THE TASK:
In the housing supports passage below, reproduce word for word the portion from "Oyate Tipi Cumini" up to and including "with their landlords.".

SELECTED PASSAGE:
========================

Working towards stabilizing people’s housing is to prevent their entry into homelessness and problem solve before they end up needing a shelter. This includes doing work as a landlord liaison, supporting housed individuals to meet requirements to prevent eviction and preserve tenancy, support for budgeting and connecting individuals with appropriate resource for financial management of debt.
Oyate Tipi Cumini Yape Inc.
Housing Supports Profile
The project takes bed bug remediation one step further, and assists community members with setting up their homes with their newly acquired furniture, teaches them to prevent and deal with potential bed bug investations, and gives them the skills to become good tenants and communicators with their landlords.
As well will working with individual community members using furniture bank services, Oyate Tipi develops and facilitates a regular workshop/inservice to support case managers from social services working with this segment of their population and to educate other tenants across Winnipeg to become good tenants.
The Link
Housing Supports Profile
Miikiwap means Butterfly Lodge in Anishinaabe, a place where youth can spread their wings and fly with the support of two System Navigators and one and a half time Tenancy Support Worker. The Miikiwap at Mayfair program utilizes innovative holistic and preventative approaches.
The importance of human connection with youth and the Miikiwap team in tandem with strong
community supports are important sources of strength and healing for young people with
current and past experiences of homelessness – especially for Indigenous and LGBTQ2S+ youth.

========================

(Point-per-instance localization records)
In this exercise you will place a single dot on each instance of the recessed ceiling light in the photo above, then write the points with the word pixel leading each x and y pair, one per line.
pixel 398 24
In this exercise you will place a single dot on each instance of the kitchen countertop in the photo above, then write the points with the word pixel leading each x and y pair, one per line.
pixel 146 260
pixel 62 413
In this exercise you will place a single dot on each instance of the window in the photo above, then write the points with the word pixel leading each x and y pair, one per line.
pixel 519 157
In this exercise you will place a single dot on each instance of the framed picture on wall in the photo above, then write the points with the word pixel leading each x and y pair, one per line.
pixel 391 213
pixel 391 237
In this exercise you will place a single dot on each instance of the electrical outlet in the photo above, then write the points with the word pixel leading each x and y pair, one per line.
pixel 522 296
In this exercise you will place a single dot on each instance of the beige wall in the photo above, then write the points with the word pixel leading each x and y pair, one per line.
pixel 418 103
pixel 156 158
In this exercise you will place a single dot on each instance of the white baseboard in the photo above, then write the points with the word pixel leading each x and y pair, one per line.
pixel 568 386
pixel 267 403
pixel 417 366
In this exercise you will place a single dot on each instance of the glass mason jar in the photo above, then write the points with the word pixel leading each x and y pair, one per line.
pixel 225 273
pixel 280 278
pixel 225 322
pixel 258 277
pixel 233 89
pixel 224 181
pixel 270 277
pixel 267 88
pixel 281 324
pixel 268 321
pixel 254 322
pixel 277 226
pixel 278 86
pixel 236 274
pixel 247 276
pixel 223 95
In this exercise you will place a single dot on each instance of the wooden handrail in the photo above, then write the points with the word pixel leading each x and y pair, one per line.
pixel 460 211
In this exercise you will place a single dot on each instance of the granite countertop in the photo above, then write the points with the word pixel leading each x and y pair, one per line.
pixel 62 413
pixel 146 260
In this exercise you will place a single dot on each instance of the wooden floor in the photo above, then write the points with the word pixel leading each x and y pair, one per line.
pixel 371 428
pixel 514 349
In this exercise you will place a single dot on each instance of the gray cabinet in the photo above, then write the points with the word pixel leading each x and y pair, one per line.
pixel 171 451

========================

OUTPUT BELOW:
Oyate Tipi Cumini Yape Inc.
Housing Supports Profile
The project takes bed bug remediation one step further, and assists community members with setting up their homes with their newly acquired furniture, teaches them to prevent and deal with potential bed bug investations, and gives them the skills to become good tenants and communicators with their landlords.